Repeat, word for word, the rows below from the line containing "of the hanging" through the last line of the rows, including both ends.

•••••

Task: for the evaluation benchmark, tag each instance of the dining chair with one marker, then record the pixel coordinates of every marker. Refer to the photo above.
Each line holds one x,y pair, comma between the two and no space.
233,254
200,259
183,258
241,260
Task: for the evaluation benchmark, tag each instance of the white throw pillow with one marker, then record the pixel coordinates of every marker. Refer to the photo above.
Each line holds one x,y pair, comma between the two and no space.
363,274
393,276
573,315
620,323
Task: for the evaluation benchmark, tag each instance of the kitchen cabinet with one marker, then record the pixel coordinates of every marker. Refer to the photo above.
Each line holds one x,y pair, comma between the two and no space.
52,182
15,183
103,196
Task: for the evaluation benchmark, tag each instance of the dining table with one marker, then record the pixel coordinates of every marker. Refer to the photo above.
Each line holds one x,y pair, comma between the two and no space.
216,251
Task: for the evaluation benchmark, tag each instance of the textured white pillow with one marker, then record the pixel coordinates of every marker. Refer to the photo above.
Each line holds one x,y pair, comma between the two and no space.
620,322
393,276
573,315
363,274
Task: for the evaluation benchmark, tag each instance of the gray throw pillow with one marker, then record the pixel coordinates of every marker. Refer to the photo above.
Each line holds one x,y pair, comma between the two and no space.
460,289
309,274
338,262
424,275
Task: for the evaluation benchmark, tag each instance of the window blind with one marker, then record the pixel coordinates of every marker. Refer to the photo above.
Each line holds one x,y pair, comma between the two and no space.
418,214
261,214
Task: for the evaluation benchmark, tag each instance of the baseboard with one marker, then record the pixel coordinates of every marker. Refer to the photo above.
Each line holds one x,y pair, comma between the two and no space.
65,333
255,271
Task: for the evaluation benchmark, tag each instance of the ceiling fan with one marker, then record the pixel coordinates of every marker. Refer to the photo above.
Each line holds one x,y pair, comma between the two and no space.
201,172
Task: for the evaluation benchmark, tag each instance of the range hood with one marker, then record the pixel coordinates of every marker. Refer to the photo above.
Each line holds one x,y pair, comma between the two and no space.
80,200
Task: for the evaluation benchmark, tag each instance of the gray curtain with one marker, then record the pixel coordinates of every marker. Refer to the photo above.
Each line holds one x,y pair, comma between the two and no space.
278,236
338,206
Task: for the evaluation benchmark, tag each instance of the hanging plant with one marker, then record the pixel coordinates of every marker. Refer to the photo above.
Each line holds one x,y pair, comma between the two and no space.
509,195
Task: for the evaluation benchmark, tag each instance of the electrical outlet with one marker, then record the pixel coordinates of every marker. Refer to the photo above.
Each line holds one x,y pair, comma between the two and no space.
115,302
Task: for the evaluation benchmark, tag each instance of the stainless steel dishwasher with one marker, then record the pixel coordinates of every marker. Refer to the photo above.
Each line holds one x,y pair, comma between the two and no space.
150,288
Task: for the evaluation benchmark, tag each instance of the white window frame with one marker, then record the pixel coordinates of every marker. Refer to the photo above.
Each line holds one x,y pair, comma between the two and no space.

•••••

Response –
Task: for the evaluation benchmark, tag each instance of the hanging plant with one marker, then record the pixel coordinates of every marker. Refer to the photo above.
Each line holds one x,y pair, comma between the two and no space.
509,195
Task: for the evaluation benchmark, tag each instance of the electrical outlet with one marker, then record the pixel coordinates of every marker. Refer to the photo above.
Each line holds one x,y pair, comma between the two and no space.
115,302
Task: for the evaluation benchmark, tag each instance of the stainless steel dishwasher with one marker, then record the pixel coordinates of every marker. Refer to the photo above.
Each line holds one x,y pair, comma between the two and no space.
150,288
Task: for the evaluation benchmark, tag each instance of the white window frame with one marker, then record the pixel coordinates of every marker. Refer to the photo above.
Each line holds one x,y pair, comma between the two and no space.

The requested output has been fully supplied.